• **Document passage**
[START]
W3C home > Mailing lists > Public > public-html@w3.org > May 2008

Re: Dangers of non-UTF-8 Re: Details on internal encoding declarations

From: Alexey Proskuryakov <ap@webkit.org>
Date: Fri, 23 May 2008 15:22:35 +0400
Cc: Ian Hickson <ian@hixie.ch>, HTML WG <public-html@w3.org>
Message-Id: <47F8EDAA-5CFA-41AE-8517-868248E65EC8@webkit.org>
To: Henri Sivonen <hsivonen@iki.fi>


On May 23, 2008, at 3:02 PM, Henri Sivonen wrote:

> I am aware of this. The server cannot know if the user typed a  
> character or a string that looks like an NCR, so I think that is  
> dataloss in the strict sense.


That's true, but this data loss happens with UTF-8 documents, too -  
entering "" and "&#1090;" in Google search field results in identical  
requests, despite Google start page being UTF-8.
[END]
• **Entries**
[START]
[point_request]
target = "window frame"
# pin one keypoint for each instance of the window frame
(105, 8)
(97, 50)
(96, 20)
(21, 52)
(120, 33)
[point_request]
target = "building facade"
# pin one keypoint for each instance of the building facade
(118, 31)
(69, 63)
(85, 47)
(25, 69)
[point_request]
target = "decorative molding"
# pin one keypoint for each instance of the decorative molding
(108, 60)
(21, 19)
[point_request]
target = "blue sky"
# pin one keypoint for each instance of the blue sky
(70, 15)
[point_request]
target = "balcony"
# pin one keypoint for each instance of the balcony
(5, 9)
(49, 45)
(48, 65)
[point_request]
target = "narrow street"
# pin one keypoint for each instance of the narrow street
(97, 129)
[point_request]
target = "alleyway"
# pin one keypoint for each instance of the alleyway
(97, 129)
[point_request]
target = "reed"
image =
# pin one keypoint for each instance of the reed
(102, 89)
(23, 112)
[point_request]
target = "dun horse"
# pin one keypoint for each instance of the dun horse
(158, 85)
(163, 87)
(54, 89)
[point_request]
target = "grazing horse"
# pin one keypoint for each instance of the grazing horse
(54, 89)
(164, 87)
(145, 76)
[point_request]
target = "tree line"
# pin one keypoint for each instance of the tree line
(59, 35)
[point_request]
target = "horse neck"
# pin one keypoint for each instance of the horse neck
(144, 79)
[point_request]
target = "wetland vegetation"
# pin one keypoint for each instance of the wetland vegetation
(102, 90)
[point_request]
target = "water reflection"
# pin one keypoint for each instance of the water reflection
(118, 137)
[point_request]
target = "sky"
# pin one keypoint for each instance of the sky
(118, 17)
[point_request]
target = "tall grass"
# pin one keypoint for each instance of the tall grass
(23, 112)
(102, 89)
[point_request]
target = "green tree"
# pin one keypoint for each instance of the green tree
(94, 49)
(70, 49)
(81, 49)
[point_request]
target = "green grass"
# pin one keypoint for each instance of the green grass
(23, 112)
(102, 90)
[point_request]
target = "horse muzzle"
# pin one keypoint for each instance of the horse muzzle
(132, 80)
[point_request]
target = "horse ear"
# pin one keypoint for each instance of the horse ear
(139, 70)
[END]
• **Set problem**
List every email address in the From, Cc and To fields of the mailing list message. The lines aren't needed for this.

• **In response**
- ap@webkit.org
- ian@hixie.ch
- public-html@w3.org
- hsivonen@iki.fi